**PASSAGE FOR REVIEW**
>>>>>

Share your computer, not your cold

By Вen Li

A cure for cancer could come from your computer, according to United Devices–a company that organizes idling computers to do useful work.

"[The program] allows your computer to screen molecules that may be developed into drugs to fight cancer. Each individual computer analyzes a few molecules and then sends the results back over the Internet for further research," according to their web site.

Distributed computing projects such as the Intel-United Devices Cancer Research Project "parallelize" the computational task at hand. To parallelize a task, researchers divide a large hard-to-compute problem, unsolvable by any one computer alone, into many smaller and simpler problems solvable by individual PCs. The solution to the original large problem is obtained by combining the solutions to the smaller problems. Often, trillions of smaller problems need to be solved to arrive at a final solution. That’s where individual computer users can help by downloading and running a distributed computing client program.

Distributed computing clients use computing time that is otherwise wasted when a PC is turned on but idle. For example, as I type this, my text editor only uses about five per cent of the CPU’s ability to process at any given time. Some of that other 95 per cent could be used by other programs like Photoshop to filter an image or Netscape to download a file, or by a distributed computing client to calculate molecular geometry and interactions.

These calculations, like filtering or downloading can happen in the background but, unlike Photoshop and Netscape, don’t compete with other programs for CPU time. They only use computing time no other program wants or needs so they don’t slow down other programs.

<<<<<

**PROBLEMS TO WORK ON**
1. Answer these questions from the article on distributed computing:
(a) What does United Devices organize, according to the article?
(b) About what share of the CPU's ability does the writer's text editor use while typing?
(c) What kind of computing time do distributed computing clients use?
2. Duplicate the stretch of the article on distributed computing from "Share your computer, not" through "do useful work.".
3. Sum up the article on distributed computing in two sentences.

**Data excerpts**
>>>>>

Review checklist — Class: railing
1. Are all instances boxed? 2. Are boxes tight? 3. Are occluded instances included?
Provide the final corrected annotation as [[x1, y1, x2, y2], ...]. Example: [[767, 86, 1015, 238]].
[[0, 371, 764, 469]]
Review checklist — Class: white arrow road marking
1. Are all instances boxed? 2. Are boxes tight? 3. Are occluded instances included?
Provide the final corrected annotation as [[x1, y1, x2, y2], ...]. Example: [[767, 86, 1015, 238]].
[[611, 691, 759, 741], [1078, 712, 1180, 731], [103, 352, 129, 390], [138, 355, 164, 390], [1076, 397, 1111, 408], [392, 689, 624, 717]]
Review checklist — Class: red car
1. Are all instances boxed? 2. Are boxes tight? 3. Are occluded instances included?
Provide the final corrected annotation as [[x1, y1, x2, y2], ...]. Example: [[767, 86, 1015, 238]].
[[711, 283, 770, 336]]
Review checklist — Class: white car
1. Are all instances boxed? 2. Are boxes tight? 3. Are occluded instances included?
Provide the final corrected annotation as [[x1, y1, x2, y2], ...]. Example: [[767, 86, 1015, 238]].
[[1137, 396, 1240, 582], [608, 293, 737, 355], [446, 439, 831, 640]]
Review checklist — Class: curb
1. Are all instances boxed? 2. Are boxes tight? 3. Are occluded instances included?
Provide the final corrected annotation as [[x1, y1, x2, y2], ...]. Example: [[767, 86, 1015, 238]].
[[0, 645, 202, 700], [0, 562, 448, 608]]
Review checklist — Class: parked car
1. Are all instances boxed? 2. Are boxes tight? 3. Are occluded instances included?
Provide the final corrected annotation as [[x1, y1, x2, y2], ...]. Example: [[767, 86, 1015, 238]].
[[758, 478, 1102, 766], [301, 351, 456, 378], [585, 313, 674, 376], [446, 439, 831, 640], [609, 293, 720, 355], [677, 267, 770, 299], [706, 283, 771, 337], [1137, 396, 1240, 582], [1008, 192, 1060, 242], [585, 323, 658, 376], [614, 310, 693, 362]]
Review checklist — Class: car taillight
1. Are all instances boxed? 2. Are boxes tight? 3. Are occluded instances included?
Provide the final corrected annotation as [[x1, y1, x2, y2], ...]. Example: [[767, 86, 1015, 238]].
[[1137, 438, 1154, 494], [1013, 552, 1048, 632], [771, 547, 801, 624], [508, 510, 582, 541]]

<<<<<

**SOLUTIONS TO THE EXERCISE**
1.
(a) Idling computers, to do useful work.
(b) About five per cent.
(c) Computing time that is otherwise wasted when a PC is turned on but idle.

2.
Share your computer, not your cold

By Вen Li

A cure for cancer could come from your computer, according to United Devices–a company that organizes idling computers to do useful work.

3. Distributed computing projects such as the Intel-United Devices Cancer Research Project divide a large problem that no single computer can solve into many smaller problems that individual PCs can solve, and they combine the results. Computer users can help by running a client program that screens molecules for possible cancer drugs, using only computing time that no other program wants or needs, so it doesn't slow down other programs.